Work to complete. Express the lines between the one containing "Per the model card, this system localises the stone coping" and the one containing "204 126 238 204", inclusive, as a Markdown table with two columns, Number and Content: each line goes in Content with its row number in Number, and blank lines are left out.

Supplied records.
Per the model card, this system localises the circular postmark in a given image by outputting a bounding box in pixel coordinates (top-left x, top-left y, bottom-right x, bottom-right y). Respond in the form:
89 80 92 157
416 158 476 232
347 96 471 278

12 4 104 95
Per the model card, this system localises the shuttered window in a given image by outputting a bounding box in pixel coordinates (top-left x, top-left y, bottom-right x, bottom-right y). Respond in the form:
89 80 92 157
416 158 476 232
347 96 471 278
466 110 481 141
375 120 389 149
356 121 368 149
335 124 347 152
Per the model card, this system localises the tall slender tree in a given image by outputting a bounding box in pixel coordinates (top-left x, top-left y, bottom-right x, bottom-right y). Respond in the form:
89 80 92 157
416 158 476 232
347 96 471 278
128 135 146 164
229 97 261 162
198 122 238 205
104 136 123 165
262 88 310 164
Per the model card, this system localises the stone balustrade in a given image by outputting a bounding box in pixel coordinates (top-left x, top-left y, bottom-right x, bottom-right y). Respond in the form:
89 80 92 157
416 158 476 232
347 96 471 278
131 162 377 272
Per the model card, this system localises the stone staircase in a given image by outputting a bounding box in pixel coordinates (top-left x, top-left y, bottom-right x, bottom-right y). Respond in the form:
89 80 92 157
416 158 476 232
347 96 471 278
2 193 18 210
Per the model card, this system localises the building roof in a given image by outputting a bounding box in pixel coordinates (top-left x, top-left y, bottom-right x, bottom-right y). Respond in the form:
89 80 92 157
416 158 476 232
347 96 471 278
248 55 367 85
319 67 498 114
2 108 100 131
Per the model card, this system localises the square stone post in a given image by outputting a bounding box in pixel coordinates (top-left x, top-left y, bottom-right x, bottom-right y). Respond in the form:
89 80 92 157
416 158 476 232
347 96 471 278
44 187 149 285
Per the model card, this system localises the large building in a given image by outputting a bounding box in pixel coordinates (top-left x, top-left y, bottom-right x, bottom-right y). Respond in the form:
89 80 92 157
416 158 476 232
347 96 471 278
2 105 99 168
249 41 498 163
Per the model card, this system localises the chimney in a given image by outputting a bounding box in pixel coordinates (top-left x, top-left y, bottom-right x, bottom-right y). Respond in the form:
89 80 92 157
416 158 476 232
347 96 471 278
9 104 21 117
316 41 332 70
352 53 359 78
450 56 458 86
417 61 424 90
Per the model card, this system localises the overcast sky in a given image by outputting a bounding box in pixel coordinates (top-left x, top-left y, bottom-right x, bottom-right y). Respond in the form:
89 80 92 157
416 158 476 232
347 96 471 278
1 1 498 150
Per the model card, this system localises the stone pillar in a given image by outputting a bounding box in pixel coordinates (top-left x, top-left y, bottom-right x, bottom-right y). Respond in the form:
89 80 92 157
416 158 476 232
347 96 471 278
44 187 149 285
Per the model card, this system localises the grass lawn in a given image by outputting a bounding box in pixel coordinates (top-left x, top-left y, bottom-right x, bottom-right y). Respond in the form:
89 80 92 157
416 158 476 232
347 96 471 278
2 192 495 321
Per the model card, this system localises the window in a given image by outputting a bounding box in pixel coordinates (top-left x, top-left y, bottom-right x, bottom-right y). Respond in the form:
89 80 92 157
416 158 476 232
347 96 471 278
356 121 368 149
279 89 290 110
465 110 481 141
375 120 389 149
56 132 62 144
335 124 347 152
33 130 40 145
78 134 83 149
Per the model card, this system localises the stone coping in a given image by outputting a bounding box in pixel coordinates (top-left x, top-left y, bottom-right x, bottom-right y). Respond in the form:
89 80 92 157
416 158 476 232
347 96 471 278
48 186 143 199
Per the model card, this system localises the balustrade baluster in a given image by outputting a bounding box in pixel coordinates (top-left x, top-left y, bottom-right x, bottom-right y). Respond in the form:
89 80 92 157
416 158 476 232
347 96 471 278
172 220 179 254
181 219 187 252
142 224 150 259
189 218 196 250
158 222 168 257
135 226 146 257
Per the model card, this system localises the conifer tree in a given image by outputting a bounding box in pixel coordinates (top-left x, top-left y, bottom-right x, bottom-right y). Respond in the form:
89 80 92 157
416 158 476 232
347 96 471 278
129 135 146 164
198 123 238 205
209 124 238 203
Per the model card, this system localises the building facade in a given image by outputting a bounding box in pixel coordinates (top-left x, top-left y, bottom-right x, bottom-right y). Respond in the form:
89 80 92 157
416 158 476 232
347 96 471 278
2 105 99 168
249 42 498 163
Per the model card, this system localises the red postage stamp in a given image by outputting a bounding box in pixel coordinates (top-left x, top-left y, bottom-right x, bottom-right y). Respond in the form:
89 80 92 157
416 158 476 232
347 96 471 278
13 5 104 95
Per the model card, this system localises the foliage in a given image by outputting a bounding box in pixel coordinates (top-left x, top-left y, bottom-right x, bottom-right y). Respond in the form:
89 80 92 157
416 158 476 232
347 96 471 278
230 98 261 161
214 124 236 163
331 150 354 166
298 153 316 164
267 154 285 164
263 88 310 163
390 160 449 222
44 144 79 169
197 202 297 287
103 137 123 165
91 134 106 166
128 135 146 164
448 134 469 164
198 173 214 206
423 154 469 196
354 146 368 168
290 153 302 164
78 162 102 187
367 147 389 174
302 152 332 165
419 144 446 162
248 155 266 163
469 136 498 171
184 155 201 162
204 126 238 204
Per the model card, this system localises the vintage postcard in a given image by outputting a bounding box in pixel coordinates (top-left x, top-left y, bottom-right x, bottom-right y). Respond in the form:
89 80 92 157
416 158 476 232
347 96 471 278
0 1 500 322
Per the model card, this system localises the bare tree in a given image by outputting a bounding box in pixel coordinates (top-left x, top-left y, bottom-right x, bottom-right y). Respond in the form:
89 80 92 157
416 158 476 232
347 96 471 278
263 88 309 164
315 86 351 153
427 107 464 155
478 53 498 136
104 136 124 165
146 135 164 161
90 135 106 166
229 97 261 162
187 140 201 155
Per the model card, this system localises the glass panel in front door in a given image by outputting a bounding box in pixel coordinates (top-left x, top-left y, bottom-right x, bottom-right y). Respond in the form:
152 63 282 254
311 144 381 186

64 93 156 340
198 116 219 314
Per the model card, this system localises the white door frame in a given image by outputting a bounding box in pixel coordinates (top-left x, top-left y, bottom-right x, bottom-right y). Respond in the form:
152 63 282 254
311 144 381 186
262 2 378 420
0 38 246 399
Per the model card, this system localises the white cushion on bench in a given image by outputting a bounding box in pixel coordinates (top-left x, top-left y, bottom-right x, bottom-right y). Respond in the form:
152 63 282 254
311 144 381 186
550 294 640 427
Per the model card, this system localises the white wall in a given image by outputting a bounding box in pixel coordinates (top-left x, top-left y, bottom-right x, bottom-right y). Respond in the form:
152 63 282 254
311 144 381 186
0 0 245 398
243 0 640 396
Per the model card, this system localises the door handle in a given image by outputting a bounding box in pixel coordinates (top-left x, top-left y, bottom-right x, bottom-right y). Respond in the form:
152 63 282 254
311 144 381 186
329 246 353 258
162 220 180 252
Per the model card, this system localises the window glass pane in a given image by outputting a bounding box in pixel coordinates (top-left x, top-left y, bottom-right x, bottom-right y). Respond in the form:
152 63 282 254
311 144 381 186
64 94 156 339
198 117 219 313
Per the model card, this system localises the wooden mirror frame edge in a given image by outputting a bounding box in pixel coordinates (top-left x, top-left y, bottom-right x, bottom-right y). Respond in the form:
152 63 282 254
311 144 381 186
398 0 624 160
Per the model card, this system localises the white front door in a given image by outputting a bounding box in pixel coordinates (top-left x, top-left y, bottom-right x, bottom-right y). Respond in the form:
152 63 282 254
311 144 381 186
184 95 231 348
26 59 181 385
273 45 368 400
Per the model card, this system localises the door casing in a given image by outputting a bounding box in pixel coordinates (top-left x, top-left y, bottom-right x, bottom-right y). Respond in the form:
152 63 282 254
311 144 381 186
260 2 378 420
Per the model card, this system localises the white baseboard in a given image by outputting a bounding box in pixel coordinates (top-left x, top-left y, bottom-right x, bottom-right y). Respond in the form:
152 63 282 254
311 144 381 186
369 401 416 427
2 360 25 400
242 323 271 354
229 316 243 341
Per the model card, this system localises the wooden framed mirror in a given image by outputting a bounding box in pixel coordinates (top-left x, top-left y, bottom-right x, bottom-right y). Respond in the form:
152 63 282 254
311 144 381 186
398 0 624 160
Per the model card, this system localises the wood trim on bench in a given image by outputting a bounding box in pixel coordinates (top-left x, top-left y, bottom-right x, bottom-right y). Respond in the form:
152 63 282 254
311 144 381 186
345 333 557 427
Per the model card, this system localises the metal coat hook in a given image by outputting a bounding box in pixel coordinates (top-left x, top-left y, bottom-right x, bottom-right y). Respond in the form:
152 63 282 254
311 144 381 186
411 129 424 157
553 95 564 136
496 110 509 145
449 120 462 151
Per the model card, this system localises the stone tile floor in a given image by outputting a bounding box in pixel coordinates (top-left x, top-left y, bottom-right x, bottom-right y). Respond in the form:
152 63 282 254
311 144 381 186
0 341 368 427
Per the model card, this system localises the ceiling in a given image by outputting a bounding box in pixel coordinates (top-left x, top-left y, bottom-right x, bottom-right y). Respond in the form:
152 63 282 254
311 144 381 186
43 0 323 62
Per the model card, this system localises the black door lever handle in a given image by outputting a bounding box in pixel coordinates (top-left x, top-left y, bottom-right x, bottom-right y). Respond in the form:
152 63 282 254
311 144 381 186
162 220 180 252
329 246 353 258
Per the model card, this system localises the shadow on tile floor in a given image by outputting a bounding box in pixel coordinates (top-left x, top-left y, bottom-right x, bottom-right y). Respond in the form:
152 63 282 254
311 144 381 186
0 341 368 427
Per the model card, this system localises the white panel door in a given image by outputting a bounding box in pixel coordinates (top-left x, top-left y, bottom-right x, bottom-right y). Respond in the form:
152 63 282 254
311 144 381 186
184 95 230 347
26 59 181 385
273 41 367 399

Finished exercise.
| Number | Content |
|---|---|
| 1 | Per the model card, this system localises the stone coping in a given image by outputting a bounding box in pixel coordinates (top-left x, top-left y, bottom-right x, bottom-right y). Respond in the form: |
| 2 | 89 80 92 157 |
| 3 | 416 158 476 232 |
| 4 | 347 96 471 278 |
| 5 | 48 186 143 199 |
| 6 | Per the model card, this system localises the balustrade baluster in a given image by outputting a bounding box in pixel coordinates (top-left x, top-left y, bottom-right x, bottom-right y). Respond in the form: |
| 7 | 89 80 92 157 |
| 8 | 416 158 476 232 |
| 9 | 347 96 471 278 |
| 10 | 172 220 179 254 |
| 11 | 181 219 187 252 |
| 12 | 142 224 150 259 |
| 13 | 189 218 196 250 |
| 14 | 158 222 168 257 |
| 15 | 135 226 146 257 |
| 16 | Per the model card, this system localises the conifer tree in a given image by outputting a bounding box in pixel coordinates (top-left x, top-left y, bottom-right x, bottom-right y). Respond in the form: |
| 17 | 89 80 92 157 |
| 18 | 416 158 476 232 |
| 19 | 347 96 471 278 |
| 20 | 129 135 146 164 |
| 21 | 198 123 238 205 |
| 22 | 209 124 238 203 |
| 23 | Per the model card, this system localises the building facade in a given image by outputting a bounding box in pixel coordinates (top-left x, top-left y, bottom-right x, bottom-right y). Respond in the form: |
| 24 | 89 80 92 157 |
| 25 | 416 158 476 232 |
| 26 | 347 96 471 278 |
| 27 | 2 105 99 168 |
| 28 | 249 42 498 163 |
| 29 | Per the model card, this system localises the red postage stamp in a given image by outputting a bounding box in pixel coordinates (top-left x, top-left y, bottom-right x, bottom-right y). Respond in the form: |
| 30 | 89 80 92 157 |
| 31 | 416 158 476 232 |
| 32 | 347 96 471 278 |
| 33 | 13 5 104 95 |
| 34 | Per the model card, this system localises the foliage in a given image by outputting a bounding box in pixel coordinates (top-left x, top-left y, bottom-right x, bottom-right y). Respond in the form: |
| 35 | 89 80 92 157 |
| 36 | 416 158 476 232 |
| 37 | 347 96 471 278 |
| 38 | 230 98 261 161 |
| 39 | 214 124 236 163 |
| 40 | 331 150 354 166 |
| 41 | 298 153 316 164 |
| 42 | 267 154 285 164 |
| 43 | 263 88 310 163 |
| 44 | 390 160 449 222 |
| 45 | 44 144 79 169 |
| 46 | 197 202 297 287 |
| 47 | 103 137 123 165 |
| 48 | 91 134 106 166 |
| 49 | 128 135 146 164 |
| 50 | 448 134 469 164 |
| 51 | 198 173 214 206 |
| 52 | 423 154 469 196 |
| 53 | 354 146 368 168 |
| 54 | 290 153 302 164 |
| 55 | 78 162 102 187 |
| 56 | 367 147 389 174 |
| 57 | 302 152 332 165 |
| 58 | 419 144 446 162 |
| 59 | 248 155 266 163 |
| 60 | 469 136 498 171 |
| 61 | 184 155 201 162 |
| 62 | 204 126 238 204 |